Text extract
Practices of visualisation are not entirely determined by the imagination of those who visualise. We only visualise what we perceive or imagine, and we only imagine and perceive what habit has taught us to discern. The visual path that we spontaneously trace in the folds of the world depends on our attachment to one of the four regions of the ontological archipelago: animism, naturalism, totemism or analogism. Each of these regions corresponds to a specific way of conceiving the framework of the world, of perceiving its continuities and its discontinuities, in particular the various dividing lines between humans and non-humans.
A Yup’ik mask from Alaska, an Aboriginal bark painting, a miniature landscape from the Song dynasty, a seventeenth-century Dutch painting of a domestic interior: by what it shows or omits to show, and by its formal conventions, any image reveals a particular figurative scheme. Identifying that scheme is key to understanding how images release their power to act. Images allow us to access — perhaps better than words — the major fault lines of the human condition. Through his masterful comparison of a huge range of images, Descola lays the theoretical foundations for an anthropology of figuration and outlines a persuasive grammar of figurative representation.

Given problem
Extend the passage on images and the four ontological regions by a few sentences, starting after its final sentence.

Data rows
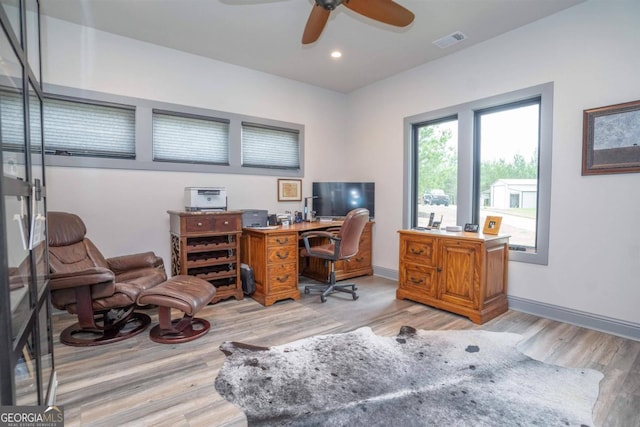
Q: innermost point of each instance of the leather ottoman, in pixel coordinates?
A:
(185, 293)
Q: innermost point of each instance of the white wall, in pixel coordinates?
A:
(134, 203)
(591, 53)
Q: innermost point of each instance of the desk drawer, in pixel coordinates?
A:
(282, 278)
(280, 254)
(282, 239)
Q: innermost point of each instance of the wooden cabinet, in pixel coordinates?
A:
(464, 273)
(358, 265)
(207, 245)
(273, 255)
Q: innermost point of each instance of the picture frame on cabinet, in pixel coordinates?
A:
(610, 139)
(492, 225)
(471, 228)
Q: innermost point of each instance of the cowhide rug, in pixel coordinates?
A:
(419, 378)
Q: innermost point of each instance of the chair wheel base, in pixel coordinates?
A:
(330, 289)
(76, 336)
(197, 328)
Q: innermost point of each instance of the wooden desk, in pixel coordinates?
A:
(273, 254)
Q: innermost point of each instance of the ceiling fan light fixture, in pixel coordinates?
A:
(450, 40)
(328, 4)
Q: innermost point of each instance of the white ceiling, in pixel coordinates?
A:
(265, 35)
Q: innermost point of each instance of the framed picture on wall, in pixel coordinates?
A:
(611, 139)
(289, 190)
(492, 225)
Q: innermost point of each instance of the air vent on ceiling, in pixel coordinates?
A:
(450, 40)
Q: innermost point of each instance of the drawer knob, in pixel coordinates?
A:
(282, 279)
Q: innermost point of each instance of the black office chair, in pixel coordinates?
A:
(341, 245)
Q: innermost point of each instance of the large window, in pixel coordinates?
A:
(487, 157)
(508, 140)
(436, 153)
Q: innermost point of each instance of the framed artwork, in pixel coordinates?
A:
(611, 139)
(492, 225)
(471, 228)
(289, 190)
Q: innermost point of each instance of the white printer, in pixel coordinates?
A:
(205, 198)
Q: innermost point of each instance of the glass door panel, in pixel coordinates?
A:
(37, 178)
(12, 9)
(16, 225)
(46, 349)
(11, 113)
(33, 37)
(26, 376)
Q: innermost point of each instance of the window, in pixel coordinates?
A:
(11, 120)
(436, 172)
(268, 147)
(119, 132)
(487, 157)
(181, 138)
(80, 128)
(508, 140)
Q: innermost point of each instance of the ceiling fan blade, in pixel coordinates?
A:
(386, 11)
(315, 24)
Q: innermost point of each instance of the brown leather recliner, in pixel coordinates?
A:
(102, 292)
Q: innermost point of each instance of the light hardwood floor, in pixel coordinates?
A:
(140, 383)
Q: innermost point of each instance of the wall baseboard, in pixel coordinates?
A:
(584, 319)
(575, 317)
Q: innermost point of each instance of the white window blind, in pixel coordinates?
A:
(11, 120)
(85, 129)
(270, 147)
(191, 139)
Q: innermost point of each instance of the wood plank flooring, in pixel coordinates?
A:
(141, 383)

The reply
In his lecture at Durham University, France’s most acclaimed anthropologist, Philippe Descola, will talk about his new work on visual forms that builds on his comparative study of the relationships between humans and non-humans. In recent years, his distinctive approach to comparison has not only shaken up the social sciences and the environmental humanities in a number of ways but has also profoundly reshaped the way we look at some of the pressing ecological issues of our time.